-- START --
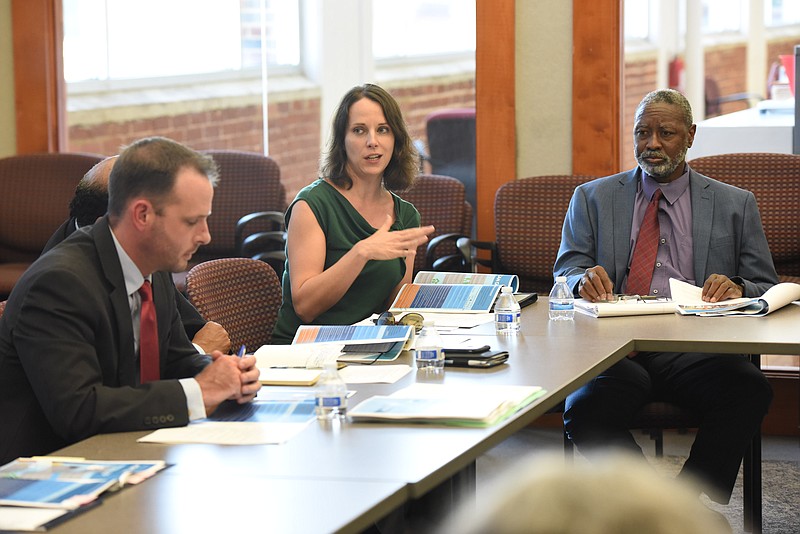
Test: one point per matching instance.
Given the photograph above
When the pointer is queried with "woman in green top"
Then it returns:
(351, 241)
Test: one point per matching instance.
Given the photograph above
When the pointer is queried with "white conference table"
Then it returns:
(369, 470)
(749, 130)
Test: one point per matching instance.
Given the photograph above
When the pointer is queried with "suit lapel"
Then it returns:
(622, 213)
(118, 297)
(702, 217)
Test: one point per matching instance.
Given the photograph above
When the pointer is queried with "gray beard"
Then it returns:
(662, 170)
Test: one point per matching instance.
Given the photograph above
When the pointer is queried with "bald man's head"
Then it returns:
(91, 196)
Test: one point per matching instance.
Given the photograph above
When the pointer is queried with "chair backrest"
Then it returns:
(774, 179)
(441, 202)
(36, 190)
(451, 143)
(528, 216)
(249, 182)
(241, 294)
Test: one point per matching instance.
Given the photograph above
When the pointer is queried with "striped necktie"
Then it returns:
(644, 255)
(148, 336)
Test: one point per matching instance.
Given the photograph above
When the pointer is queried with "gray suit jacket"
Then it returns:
(68, 369)
(727, 234)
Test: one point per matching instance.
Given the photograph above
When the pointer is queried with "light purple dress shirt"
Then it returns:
(675, 258)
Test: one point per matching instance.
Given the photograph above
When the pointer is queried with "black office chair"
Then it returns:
(657, 416)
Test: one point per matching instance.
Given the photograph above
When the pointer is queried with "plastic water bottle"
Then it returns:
(506, 313)
(331, 394)
(428, 349)
(562, 302)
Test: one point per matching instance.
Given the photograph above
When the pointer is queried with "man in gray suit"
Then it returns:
(708, 234)
(70, 334)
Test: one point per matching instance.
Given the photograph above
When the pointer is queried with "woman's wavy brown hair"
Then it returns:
(404, 164)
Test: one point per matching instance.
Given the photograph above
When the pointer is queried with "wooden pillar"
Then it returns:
(40, 99)
(596, 86)
(495, 122)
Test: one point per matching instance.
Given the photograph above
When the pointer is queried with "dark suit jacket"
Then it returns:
(68, 369)
(727, 234)
(191, 319)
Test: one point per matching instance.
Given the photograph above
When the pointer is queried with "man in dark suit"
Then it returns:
(70, 334)
(87, 206)
(707, 233)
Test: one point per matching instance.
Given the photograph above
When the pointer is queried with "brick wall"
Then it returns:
(723, 63)
(294, 127)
-- END --
- Direction
How many lines of the material above contain the word "woman", matching case exactly? Give only the number.

- Solution for this problem
2